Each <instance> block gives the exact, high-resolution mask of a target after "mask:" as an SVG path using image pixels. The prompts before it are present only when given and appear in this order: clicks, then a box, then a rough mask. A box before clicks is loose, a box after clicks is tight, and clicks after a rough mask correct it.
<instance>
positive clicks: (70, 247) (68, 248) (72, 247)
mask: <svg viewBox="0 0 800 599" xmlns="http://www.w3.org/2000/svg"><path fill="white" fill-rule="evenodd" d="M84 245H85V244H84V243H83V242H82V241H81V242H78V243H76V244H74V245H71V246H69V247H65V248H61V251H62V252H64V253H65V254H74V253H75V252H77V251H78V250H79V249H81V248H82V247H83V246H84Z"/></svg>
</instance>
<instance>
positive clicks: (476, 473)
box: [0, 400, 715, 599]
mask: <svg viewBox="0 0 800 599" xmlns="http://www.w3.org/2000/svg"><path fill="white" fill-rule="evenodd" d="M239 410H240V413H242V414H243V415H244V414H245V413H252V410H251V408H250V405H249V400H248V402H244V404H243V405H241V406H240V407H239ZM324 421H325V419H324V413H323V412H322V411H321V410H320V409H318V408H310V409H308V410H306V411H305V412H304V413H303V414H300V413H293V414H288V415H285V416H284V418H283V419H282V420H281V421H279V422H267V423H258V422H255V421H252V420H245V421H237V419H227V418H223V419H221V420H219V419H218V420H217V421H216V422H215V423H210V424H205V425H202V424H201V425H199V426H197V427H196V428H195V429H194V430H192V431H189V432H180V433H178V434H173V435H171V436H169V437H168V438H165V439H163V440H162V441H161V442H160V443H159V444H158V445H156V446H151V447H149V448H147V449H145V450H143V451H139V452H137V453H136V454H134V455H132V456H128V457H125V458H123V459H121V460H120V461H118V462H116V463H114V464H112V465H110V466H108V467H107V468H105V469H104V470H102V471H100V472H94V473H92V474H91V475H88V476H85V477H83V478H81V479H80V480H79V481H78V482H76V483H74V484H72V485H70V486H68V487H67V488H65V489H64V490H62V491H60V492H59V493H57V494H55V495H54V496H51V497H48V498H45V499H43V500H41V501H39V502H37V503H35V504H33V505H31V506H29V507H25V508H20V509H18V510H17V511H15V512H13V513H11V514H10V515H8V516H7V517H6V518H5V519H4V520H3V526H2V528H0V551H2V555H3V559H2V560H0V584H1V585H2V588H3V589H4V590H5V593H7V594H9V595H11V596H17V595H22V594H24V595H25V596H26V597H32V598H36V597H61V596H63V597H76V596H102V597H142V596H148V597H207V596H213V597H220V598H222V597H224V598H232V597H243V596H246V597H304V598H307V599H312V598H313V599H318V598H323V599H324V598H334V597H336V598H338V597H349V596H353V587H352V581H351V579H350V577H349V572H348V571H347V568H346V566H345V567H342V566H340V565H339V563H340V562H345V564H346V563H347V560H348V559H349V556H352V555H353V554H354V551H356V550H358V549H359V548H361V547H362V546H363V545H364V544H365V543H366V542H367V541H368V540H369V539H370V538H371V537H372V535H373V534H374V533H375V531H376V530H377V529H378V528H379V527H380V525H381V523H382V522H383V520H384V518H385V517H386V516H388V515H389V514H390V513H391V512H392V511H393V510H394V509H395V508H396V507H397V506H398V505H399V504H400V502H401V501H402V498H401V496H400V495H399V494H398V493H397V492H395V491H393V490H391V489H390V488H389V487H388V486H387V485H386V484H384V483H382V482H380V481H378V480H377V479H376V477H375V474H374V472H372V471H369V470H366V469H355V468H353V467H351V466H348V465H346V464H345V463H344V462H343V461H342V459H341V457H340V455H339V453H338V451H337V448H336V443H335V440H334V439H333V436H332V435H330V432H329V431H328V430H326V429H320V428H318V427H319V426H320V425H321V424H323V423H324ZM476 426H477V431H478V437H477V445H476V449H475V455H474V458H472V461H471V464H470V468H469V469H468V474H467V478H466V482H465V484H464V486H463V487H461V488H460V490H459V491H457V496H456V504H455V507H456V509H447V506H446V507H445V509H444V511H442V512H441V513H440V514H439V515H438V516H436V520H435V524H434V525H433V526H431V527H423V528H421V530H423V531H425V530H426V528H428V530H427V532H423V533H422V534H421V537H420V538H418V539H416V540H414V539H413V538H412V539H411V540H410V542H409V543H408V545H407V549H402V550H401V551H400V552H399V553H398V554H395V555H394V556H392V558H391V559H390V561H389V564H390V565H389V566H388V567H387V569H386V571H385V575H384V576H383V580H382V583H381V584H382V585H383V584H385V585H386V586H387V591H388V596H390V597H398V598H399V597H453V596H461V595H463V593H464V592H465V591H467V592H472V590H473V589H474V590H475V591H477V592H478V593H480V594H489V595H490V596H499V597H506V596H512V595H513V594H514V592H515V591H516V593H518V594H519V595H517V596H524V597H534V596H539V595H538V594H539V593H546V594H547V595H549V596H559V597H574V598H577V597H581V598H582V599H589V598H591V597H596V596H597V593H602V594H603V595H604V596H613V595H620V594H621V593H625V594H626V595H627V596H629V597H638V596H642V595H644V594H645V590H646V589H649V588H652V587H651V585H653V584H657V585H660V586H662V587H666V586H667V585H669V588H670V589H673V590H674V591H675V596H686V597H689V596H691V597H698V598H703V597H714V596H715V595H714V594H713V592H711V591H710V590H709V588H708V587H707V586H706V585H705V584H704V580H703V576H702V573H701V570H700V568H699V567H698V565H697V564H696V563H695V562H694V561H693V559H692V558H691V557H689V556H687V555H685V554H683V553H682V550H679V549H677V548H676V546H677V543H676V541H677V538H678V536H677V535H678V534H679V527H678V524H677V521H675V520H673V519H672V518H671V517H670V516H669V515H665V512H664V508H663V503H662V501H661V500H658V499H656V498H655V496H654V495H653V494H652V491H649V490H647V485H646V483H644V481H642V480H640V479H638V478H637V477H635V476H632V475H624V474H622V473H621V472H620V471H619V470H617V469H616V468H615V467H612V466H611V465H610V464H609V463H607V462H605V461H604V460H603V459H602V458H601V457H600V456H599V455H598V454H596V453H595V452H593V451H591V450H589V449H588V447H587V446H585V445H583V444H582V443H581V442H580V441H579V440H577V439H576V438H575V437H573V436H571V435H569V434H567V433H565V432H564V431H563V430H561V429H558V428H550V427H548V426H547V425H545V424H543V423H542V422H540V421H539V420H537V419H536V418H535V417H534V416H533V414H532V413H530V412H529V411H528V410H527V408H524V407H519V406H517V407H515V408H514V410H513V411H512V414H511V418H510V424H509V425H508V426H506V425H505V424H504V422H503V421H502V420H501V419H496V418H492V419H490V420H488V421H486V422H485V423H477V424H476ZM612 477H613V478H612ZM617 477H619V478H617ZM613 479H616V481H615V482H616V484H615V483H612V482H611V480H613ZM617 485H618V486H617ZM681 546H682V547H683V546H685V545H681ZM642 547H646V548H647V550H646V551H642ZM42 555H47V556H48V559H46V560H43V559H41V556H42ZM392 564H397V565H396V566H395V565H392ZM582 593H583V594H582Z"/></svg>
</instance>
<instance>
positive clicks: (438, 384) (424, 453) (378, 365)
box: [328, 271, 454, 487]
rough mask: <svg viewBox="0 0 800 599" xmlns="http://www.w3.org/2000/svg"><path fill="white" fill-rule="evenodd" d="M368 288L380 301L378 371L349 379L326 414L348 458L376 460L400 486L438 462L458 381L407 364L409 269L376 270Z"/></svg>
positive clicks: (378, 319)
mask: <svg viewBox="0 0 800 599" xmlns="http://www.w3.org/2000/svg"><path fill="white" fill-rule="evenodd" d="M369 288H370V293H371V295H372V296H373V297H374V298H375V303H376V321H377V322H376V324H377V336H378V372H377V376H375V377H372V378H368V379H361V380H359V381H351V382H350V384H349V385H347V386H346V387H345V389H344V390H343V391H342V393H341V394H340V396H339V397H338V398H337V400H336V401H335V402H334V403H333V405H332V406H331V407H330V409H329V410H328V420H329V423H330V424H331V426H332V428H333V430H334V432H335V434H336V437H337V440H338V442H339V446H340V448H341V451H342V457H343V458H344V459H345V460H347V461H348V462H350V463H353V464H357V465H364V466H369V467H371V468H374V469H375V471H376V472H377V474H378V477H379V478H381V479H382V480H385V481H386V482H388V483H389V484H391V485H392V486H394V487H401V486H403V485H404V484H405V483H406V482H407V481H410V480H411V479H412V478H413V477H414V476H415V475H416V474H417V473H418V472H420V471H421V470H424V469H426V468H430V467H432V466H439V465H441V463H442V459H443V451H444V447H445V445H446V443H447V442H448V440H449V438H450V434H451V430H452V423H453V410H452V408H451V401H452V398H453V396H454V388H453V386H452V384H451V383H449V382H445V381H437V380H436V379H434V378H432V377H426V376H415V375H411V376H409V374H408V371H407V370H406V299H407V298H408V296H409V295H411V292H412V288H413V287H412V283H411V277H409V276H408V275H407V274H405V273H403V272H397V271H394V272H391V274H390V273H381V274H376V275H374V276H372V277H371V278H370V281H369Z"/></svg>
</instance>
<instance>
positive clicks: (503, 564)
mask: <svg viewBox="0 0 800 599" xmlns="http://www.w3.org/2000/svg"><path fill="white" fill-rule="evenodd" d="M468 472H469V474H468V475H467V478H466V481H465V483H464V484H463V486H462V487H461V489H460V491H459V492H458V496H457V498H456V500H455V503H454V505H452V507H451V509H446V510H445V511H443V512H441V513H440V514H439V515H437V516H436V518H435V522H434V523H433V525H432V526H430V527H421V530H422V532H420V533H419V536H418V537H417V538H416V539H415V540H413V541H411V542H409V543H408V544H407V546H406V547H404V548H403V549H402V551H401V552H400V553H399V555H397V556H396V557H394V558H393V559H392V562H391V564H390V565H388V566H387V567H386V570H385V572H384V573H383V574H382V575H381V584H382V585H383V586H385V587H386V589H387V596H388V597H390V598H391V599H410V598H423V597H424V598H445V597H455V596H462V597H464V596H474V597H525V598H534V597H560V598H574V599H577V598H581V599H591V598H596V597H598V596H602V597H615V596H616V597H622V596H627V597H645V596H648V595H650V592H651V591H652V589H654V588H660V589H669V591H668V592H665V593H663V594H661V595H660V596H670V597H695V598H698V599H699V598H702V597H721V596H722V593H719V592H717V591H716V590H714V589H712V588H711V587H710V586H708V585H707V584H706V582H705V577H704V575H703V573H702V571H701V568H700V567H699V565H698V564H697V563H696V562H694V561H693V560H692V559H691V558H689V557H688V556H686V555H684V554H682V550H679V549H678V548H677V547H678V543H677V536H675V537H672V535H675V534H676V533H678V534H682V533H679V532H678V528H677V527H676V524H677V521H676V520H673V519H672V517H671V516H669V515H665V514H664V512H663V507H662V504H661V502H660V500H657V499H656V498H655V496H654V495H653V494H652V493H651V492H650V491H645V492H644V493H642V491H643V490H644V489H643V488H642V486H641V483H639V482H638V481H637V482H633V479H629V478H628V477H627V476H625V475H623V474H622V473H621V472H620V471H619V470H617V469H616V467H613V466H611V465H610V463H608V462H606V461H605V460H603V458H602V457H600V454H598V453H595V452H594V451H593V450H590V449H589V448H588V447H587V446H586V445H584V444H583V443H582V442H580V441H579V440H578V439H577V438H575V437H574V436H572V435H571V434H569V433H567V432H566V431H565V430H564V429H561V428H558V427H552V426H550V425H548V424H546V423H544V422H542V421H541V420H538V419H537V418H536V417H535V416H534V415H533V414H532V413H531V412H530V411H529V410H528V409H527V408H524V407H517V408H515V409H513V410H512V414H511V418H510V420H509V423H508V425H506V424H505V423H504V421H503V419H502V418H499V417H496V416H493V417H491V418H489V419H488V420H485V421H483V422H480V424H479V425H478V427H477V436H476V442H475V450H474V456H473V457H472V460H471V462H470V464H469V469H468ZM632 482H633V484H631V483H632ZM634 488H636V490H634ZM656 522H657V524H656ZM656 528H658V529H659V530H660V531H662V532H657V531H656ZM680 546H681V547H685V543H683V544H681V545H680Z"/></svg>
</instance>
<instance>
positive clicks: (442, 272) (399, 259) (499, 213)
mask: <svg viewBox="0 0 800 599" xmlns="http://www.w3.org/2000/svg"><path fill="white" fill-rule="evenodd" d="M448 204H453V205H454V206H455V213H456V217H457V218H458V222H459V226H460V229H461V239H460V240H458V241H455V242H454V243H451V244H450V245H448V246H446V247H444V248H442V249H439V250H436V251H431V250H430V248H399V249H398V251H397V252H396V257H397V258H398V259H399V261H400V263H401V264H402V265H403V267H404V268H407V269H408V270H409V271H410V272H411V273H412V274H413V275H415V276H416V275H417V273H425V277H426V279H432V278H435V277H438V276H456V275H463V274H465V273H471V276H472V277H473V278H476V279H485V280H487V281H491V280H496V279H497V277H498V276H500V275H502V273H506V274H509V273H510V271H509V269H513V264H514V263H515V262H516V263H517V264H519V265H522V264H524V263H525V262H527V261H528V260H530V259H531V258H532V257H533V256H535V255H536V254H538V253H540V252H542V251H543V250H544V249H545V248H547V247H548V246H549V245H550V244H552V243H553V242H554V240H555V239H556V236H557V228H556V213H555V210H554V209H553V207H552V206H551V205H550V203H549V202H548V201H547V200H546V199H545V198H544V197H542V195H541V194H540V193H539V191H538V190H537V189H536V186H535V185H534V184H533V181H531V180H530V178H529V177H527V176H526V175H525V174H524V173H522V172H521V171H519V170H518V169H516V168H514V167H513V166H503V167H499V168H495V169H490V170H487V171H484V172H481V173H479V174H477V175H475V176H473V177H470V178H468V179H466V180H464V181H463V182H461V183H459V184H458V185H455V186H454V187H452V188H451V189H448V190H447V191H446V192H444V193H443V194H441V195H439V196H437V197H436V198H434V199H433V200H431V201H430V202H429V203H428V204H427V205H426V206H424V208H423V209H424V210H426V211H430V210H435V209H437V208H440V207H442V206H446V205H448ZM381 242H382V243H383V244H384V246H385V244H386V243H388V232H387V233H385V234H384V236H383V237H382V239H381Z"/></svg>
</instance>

-=-=-

● **What you are asked to do**: Count the lines of the records above that contain the string "clicks", and give only that number.

● **Answer to the exercise**: 7